Top of Entries provided
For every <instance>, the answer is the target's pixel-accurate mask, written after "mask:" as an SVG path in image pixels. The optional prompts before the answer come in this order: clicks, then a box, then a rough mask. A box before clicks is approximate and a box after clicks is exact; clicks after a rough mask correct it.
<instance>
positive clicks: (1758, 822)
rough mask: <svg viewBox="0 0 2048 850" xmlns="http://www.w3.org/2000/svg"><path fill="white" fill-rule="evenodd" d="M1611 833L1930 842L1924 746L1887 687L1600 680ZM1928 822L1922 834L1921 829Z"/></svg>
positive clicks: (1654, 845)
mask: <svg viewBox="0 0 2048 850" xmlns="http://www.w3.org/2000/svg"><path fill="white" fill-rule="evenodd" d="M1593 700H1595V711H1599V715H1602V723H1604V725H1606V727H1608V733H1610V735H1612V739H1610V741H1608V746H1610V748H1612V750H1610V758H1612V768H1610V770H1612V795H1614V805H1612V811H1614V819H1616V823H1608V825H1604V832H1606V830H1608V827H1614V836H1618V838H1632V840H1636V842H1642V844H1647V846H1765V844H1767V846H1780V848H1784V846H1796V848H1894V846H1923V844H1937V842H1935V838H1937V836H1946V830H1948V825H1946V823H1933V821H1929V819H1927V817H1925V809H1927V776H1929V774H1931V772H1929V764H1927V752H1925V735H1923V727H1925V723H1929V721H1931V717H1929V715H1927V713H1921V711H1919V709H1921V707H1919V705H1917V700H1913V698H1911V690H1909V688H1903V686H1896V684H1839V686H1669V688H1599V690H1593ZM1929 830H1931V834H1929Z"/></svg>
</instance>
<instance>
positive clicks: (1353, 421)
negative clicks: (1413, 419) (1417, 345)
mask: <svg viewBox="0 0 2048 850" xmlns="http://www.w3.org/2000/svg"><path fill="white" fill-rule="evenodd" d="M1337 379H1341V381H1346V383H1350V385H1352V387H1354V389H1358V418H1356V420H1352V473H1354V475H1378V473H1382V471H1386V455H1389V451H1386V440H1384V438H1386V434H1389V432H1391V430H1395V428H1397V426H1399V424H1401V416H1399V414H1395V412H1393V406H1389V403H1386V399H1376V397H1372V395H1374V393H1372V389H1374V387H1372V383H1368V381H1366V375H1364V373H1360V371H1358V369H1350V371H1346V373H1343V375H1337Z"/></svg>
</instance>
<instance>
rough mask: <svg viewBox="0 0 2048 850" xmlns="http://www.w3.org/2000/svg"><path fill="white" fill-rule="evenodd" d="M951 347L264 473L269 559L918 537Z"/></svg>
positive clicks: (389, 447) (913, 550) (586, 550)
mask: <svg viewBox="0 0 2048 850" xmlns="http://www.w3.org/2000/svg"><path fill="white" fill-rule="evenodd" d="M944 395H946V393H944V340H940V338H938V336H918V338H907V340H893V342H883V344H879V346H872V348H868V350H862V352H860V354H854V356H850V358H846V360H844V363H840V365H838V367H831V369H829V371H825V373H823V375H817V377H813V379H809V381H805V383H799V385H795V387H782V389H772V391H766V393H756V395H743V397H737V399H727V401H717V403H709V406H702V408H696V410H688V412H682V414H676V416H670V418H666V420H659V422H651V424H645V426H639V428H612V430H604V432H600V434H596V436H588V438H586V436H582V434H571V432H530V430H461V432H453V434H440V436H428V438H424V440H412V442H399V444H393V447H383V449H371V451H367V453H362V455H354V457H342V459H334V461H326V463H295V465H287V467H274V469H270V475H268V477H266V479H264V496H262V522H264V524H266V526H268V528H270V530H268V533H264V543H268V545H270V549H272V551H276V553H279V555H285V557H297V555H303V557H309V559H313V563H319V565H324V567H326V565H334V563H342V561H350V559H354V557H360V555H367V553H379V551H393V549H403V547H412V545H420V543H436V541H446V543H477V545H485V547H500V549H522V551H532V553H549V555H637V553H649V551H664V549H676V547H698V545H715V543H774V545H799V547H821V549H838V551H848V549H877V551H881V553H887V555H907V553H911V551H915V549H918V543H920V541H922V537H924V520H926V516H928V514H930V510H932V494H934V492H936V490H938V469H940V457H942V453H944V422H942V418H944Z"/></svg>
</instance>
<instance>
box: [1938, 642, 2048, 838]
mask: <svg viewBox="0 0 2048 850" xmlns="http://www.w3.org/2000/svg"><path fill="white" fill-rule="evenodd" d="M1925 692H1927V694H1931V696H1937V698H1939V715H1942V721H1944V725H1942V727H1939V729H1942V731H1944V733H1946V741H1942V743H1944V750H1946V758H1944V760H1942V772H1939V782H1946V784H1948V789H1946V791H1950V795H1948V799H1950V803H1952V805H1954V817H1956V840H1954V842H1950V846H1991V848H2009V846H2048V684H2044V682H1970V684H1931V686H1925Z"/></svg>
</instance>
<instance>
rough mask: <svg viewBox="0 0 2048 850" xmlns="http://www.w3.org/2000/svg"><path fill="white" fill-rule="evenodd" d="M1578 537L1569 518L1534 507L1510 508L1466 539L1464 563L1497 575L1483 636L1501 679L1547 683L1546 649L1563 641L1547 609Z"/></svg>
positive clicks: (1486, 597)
Bottom of Entries provided
How to complete this task:
Reproduce, exactly and without additions, the run of lines from the start of the listing above to the line bearing "833L1930 842L1924 746L1887", inclusive.

Task result:
For every <instance>, the answer is the target's pixel-accurate mask, written after "mask:" as an SVG path in image pixels. The optional prompts before the answer come in this order: clicks, then a box, then a rough mask. A box before clicks is approximate and a box after clicks is exact; clicks after a rough mask correct it.
<instance>
positive clicks: (1758, 822)
rough mask: <svg viewBox="0 0 2048 850" xmlns="http://www.w3.org/2000/svg"><path fill="white" fill-rule="evenodd" d="M1611 833L1930 842L1924 746L1887 687L1600 680ZM1928 822L1922 834L1921 829Z"/></svg>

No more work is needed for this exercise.